ABOUT THIS EXERCISE
Search term "marker": please copy every line of the records below that contains it.

EXERCISE DATA
*****

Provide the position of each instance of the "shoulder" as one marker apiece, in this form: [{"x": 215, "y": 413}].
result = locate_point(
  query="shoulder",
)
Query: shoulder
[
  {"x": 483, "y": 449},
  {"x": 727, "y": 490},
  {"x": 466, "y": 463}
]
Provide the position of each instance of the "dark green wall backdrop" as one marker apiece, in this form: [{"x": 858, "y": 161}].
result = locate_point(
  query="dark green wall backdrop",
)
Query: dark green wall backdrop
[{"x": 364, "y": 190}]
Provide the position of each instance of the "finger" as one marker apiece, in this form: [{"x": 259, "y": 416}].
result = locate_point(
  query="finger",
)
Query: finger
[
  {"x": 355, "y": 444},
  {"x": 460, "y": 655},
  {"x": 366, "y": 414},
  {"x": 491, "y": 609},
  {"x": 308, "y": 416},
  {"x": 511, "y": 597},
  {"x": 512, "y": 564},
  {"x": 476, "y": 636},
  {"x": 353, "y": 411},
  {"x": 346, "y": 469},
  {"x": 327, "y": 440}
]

*****

RESPONSE AREA
Provide the position of each instance of the "shoulder" as one marker apiece, in this form: [{"x": 215, "y": 413}].
Provide the position of each instance of the "dark green wall backdrop" as one marker apiece, in this form: [{"x": 858, "y": 161}].
Provide the position of each instance of the "finger" as one marker apiece, in this form: [{"x": 259, "y": 416}].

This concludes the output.